(begin)
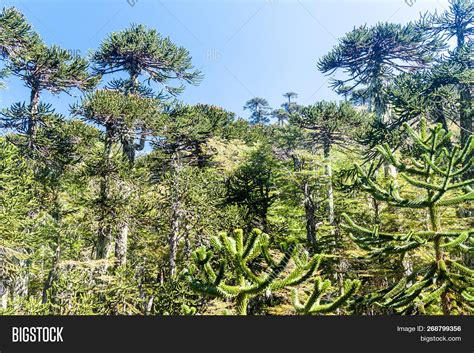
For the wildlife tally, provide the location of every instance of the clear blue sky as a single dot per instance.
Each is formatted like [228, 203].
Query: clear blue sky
[244, 48]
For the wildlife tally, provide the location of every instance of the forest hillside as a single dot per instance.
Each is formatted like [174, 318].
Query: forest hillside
[137, 203]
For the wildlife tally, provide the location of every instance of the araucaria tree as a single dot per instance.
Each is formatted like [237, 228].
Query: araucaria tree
[441, 280]
[142, 53]
[330, 125]
[260, 110]
[41, 69]
[372, 56]
[116, 114]
[235, 255]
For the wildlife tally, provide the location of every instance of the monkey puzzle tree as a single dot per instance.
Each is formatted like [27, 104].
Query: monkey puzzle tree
[252, 185]
[457, 22]
[372, 56]
[436, 171]
[183, 132]
[15, 34]
[43, 68]
[291, 104]
[143, 53]
[116, 113]
[260, 110]
[330, 124]
[235, 278]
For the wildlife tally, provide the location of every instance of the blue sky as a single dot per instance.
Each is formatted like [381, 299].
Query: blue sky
[244, 48]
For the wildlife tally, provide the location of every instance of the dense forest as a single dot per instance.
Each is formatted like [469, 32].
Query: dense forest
[136, 203]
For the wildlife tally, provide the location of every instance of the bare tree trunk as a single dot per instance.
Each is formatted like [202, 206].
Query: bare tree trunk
[57, 254]
[121, 244]
[328, 169]
[32, 119]
[104, 233]
[175, 215]
[310, 217]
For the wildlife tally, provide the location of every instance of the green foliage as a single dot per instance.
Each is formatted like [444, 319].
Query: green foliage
[314, 305]
[140, 50]
[260, 110]
[235, 254]
[436, 171]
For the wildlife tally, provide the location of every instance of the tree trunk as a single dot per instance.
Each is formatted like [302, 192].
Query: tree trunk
[435, 226]
[121, 244]
[328, 170]
[310, 217]
[57, 254]
[32, 119]
[175, 215]
[104, 233]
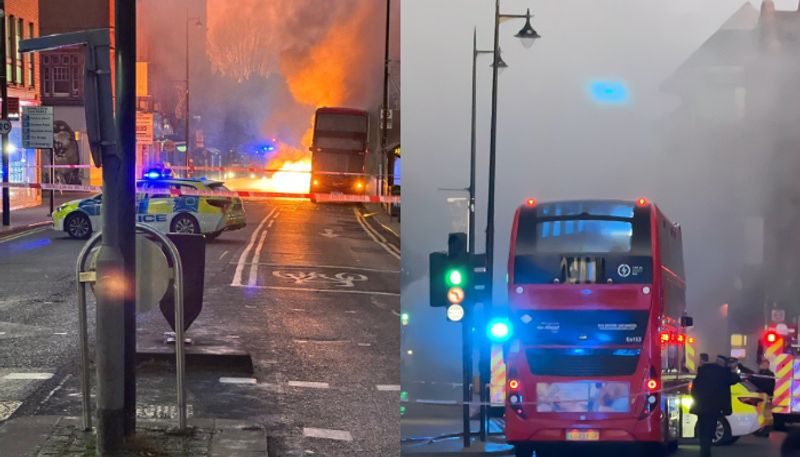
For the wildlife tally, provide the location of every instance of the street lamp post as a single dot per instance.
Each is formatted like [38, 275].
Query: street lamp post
[186, 126]
[527, 34]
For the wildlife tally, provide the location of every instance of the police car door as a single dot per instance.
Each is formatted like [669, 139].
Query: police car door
[154, 206]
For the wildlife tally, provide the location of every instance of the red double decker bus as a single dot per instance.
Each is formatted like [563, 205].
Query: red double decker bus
[596, 302]
[339, 150]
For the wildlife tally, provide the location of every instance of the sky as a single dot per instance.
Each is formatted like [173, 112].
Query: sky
[554, 141]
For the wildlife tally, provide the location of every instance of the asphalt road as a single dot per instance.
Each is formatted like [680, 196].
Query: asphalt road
[304, 288]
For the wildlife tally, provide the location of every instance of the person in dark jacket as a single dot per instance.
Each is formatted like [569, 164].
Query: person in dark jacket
[711, 392]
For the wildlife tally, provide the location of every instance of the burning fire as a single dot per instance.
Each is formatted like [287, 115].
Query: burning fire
[328, 59]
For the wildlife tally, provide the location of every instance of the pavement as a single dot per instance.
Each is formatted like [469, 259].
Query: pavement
[41, 436]
[309, 291]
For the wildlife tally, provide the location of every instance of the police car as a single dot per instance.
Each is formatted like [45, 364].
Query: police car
[750, 415]
[161, 203]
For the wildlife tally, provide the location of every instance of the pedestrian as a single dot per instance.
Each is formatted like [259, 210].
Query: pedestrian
[711, 394]
[791, 444]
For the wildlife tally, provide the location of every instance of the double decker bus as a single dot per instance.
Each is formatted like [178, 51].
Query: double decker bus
[339, 150]
[597, 306]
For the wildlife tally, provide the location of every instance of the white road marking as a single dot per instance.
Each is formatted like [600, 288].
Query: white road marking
[388, 387]
[56, 389]
[28, 376]
[251, 281]
[309, 384]
[339, 267]
[304, 289]
[328, 434]
[237, 275]
[226, 380]
[329, 233]
[377, 237]
[23, 234]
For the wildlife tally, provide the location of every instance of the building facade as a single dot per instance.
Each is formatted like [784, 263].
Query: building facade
[21, 22]
[61, 74]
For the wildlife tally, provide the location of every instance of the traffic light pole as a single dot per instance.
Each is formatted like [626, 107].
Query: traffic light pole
[4, 109]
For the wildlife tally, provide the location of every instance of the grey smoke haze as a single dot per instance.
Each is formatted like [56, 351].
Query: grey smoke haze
[554, 142]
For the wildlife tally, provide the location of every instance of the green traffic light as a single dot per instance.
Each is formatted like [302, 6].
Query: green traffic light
[455, 277]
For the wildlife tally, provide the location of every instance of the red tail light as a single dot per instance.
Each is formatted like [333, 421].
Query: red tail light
[752, 401]
[218, 203]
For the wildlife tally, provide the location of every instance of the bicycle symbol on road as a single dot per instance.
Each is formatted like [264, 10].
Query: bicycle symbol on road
[342, 279]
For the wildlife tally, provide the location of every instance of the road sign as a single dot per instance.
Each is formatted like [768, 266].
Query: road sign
[37, 127]
[13, 106]
[5, 126]
[144, 128]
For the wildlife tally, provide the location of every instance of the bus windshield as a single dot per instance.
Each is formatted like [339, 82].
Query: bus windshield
[338, 162]
[341, 131]
[582, 241]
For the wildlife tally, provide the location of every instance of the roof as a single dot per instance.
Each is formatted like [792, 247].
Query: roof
[723, 55]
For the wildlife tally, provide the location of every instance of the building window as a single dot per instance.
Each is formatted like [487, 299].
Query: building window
[10, 25]
[31, 60]
[20, 62]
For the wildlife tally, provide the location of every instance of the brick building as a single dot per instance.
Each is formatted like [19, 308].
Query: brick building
[61, 74]
[22, 21]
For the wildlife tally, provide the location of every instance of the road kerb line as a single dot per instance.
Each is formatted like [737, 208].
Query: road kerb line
[325, 433]
[388, 387]
[237, 275]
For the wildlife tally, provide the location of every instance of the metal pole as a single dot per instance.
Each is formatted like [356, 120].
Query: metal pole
[4, 114]
[52, 176]
[187, 92]
[83, 333]
[125, 28]
[485, 368]
[385, 120]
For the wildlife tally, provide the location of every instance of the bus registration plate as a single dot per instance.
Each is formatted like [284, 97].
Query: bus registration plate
[583, 435]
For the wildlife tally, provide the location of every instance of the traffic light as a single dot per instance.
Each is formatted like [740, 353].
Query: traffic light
[450, 277]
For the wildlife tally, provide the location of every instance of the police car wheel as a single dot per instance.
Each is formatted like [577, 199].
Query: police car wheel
[184, 223]
[78, 226]
[722, 434]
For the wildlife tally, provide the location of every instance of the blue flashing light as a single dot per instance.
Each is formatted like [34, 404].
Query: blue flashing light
[499, 330]
[609, 92]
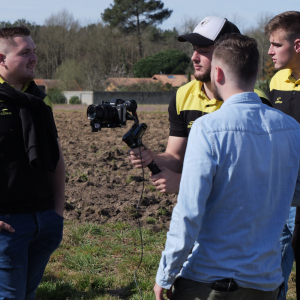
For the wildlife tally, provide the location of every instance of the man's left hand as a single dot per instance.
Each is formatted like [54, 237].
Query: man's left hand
[158, 291]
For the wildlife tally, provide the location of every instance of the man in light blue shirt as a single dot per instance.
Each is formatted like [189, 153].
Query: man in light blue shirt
[239, 178]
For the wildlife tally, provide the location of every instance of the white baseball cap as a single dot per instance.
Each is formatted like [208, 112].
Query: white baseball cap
(end)
— Stated task —
Copy, exactly and exclusively, the lines beginning with the one that contains "plate as a single dot per instance." and ending with the last line of the listing; pictures are to be omitted.

— Complete answer —
For the wildlife tally, provide the location of every instance of the bus registration plate as a single dot per instance.
Each is formatted like [284, 97].
Query: bus registration plate
[583, 435]
For the wildlife tally, provide the location of every instance of the traffic light as a single dot per instance.
Each is formatted like [740, 353].
Query: traffic light
[450, 277]
For the wildlife tally, provide the location of every instance of the police car wheel as a single dot per instance.
Each is formatted like [577, 199].
Query: police car wheel
[184, 223]
[78, 226]
[722, 434]
For the wildlife tally, provide the location of every instance of the blue flashing light as a single dot per instance.
Each is formatted like [34, 404].
Query: blue flashing light
[499, 330]
[609, 92]
For the wildlife tally, provide the location of every instance of the man's left hand as a single dot per instance.
Each is formatted like [54, 237].
Query: man's left hand
[158, 291]
For the wildlife tally, provide the location of every instance of the man in light blue shirt as a single dot per instance.
Each is formatted like [189, 153].
Query: man in light blue shirt
[239, 178]
For the wildlife tally, provide the location of every instance of the white baseball cap as a single dot per instance.
Each is formatted like [208, 112].
Query: white baseball cap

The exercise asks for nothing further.